Task goal – Report every line in the rows below that contains the word "object", with case counting.

(Recorded data)
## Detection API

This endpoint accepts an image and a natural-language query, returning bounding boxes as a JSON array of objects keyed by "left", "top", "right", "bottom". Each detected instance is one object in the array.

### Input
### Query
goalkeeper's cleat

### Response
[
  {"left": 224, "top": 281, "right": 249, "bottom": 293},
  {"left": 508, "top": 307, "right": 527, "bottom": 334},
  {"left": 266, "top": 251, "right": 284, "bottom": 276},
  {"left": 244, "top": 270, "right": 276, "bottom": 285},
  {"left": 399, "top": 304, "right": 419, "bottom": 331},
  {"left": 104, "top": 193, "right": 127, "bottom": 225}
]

Response –
This endpoint accepts an image and a natural-language query, returning bounding boxes as a JSON array of objects keyed by "left", "top", "right", "bottom". Each detected instance is one object in the array.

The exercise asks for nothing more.